[Recorded data]
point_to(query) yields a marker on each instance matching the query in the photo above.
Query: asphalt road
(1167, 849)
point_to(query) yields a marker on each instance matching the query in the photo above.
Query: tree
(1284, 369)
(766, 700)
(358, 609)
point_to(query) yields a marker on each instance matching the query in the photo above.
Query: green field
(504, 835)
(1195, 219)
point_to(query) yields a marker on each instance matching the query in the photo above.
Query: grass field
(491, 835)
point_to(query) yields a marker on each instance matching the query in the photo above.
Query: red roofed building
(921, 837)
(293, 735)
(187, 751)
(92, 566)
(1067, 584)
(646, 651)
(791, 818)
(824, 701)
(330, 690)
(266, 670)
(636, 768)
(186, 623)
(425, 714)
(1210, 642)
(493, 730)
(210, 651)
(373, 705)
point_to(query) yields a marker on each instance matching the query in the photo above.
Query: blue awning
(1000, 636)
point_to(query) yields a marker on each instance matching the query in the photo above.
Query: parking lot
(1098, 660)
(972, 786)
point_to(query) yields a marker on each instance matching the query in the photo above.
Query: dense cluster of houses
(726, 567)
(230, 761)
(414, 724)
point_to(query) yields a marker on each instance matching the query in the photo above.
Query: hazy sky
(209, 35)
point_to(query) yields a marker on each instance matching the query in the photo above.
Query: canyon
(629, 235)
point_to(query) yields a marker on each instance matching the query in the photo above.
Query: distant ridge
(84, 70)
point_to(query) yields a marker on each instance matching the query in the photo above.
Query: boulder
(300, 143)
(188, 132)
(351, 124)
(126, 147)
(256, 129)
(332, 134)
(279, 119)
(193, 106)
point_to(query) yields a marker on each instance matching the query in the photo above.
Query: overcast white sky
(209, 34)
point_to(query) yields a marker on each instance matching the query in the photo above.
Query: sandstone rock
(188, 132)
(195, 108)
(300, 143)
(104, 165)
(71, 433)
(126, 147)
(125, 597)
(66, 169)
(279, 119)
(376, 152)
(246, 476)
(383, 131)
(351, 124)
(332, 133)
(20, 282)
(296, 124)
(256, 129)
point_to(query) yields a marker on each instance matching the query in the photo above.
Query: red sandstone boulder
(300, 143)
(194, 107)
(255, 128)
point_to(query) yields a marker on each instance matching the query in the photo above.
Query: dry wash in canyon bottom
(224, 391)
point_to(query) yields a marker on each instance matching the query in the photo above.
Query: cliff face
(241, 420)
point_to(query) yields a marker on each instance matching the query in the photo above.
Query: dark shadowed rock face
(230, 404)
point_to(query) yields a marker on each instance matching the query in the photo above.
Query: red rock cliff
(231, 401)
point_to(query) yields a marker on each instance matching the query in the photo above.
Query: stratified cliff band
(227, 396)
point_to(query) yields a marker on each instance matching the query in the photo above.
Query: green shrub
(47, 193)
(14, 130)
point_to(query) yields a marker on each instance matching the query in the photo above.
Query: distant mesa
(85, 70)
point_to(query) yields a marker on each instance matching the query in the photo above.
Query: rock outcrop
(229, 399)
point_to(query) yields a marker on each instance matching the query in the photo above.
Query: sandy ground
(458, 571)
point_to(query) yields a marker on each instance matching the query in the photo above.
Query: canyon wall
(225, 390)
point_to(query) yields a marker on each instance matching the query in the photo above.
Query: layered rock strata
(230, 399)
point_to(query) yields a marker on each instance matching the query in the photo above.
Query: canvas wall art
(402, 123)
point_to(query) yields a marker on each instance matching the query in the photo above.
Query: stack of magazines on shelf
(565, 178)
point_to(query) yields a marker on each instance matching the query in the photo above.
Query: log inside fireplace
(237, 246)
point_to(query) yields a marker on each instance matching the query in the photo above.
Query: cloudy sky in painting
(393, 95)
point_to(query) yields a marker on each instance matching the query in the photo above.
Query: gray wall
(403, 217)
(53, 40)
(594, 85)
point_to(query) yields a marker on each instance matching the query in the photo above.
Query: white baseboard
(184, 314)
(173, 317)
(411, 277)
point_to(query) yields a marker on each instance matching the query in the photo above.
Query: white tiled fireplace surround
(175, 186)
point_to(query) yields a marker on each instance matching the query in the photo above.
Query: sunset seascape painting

• **WHAT THE TASK ASKS**
Transcribe the entire listing above precisely.

• **SOLUTION FOR THIS TASK**
point_to(query) yields a marker on each instance matching the query in the photo above.
Query: asphalt road
(1167, 849)
point_to(query) yields a marker on each instance matching the query in the photo above.
Query: tree
(1284, 369)
(766, 700)
(358, 609)
point_to(query) yields a marker on each instance matching the query in the photo above.
Query: green field
(504, 835)
(1195, 219)
point_to(query) yields a marker on each instance matching the query in the photo above.
Query: grass field
(491, 835)
point_to(query) yields a marker on each instance matching the query in the photo above.
Query: red roofed building
(921, 837)
(293, 735)
(187, 751)
(92, 566)
(1067, 584)
(646, 651)
(791, 818)
(824, 701)
(330, 690)
(266, 670)
(636, 768)
(186, 623)
(425, 714)
(1210, 642)
(493, 730)
(210, 651)
(373, 705)
point_to(query) yields a marker on each instance matching the query in the photo above.
Query: blue awning
(1000, 636)
point_to(query) yields a marker on each instance matching the query in the photo above.
Query: parking lot
(1098, 660)
(972, 786)
point_to(query) yields a marker on each instance matching the query in the photo above.
Query: dense cluster of houses
(726, 567)
(230, 761)
(414, 724)
point_to(query) yields a marker on each instance matching the query in the photo above.
Query: hazy sky
(209, 35)
point_to(query) yields a marker on each instance matching the query in the photo above.
Query: canyon
(629, 235)
point_to(query) yields a marker on each instance matching the query in the photo above.
Query: distant ridge
(84, 70)
point_to(query) yields a marker on each instance matching the query in the photo above.
Query: boulder
(300, 143)
(188, 132)
(351, 124)
(126, 147)
(256, 129)
(332, 134)
(279, 119)
(193, 106)
point_to(query) yields a marker on each instance matching the query in the photo above.
Query: overcast white sky
(209, 34)
point_to(query) yields a marker on each instance matching the query in the photo above.
Query: sandstone rock
(188, 132)
(195, 108)
(300, 143)
(104, 165)
(71, 433)
(126, 147)
(125, 597)
(66, 169)
(279, 119)
(376, 152)
(246, 476)
(383, 131)
(351, 124)
(332, 133)
(20, 282)
(296, 124)
(256, 129)
point_to(query) yields a marker on each instance matching the query in the photo above.
Query: red sandstone boulder
(300, 143)
(194, 107)
(255, 128)
point_to(query) yields a marker on each instance matching the query in the photo above.
Query: dry wash in canyon bottom
(224, 391)
point_to(query) yields a marker on each instance matching the query in the photo above.
Query: cliff face
(241, 420)
point_to(query) yields a marker on each instance matching the query in the photo above.
Query: dark shadowed rock face
(230, 404)
point_to(query) yields a marker on each instance matching the query in the photo above.
Query: red rock cliff
(231, 401)
point_to(query) yields a marker on each instance matching the query in the photo above.
Query: stratified cliff band
(227, 396)
point_to(query) yields a marker on each instance matching the query in the photo above.
Query: green shrub
(47, 193)
(14, 130)
point_to(query) yields a marker on each instance matching the query in the photo above.
Query: distant mesa
(85, 70)
point_to(query) yields a marker on each instance matching the query in the photo above.
Query: rock outcrop
(229, 399)
point_to(query) yields a marker on each instance matching the query in the photo above.
Query: sandy ground
(458, 571)
point_to(query) yields a marker on each instance matching the query in the photo above.
Query: canyon wall
(225, 390)
point_to(query) yields a marker on each instance matching the query in the photo above.
Query: layered rock strata
(230, 399)
point_to(query) yields a marker on each instance matching the query in the photo above.
Query: canvas wall art
(402, 123)
point_to(query) yields a marker on each instance matching the query in the photo above.
Query: stack of magazines on shelf
(565, 178)
point_to(query) yields a marker on each instance matching the query in the photo above.
Query: log inside fireplace
(237, 246)
point_to(query) yields a marker on each instance matching the query in the photo above.
Query: cloudy sky in painting
(393, 95)
point_to(query) yields a marker on each instance matching the query in the photo above.
Query: gray wall
(403, 217)
(53, 40)
(594, 85)
point_to(query) yields a marker on each instance matching the query in the photo above.
Query: white baseboard
(184, 314)
(173, 317)
(411, 277)
point_to(query) yields a marker on each instance matching the query in the photo above.
Query: white tiled fireplace surround
(175, 186)
point_to(query) yields a marker on each instance matching the query in the photo above.
Query: sunset seascape painting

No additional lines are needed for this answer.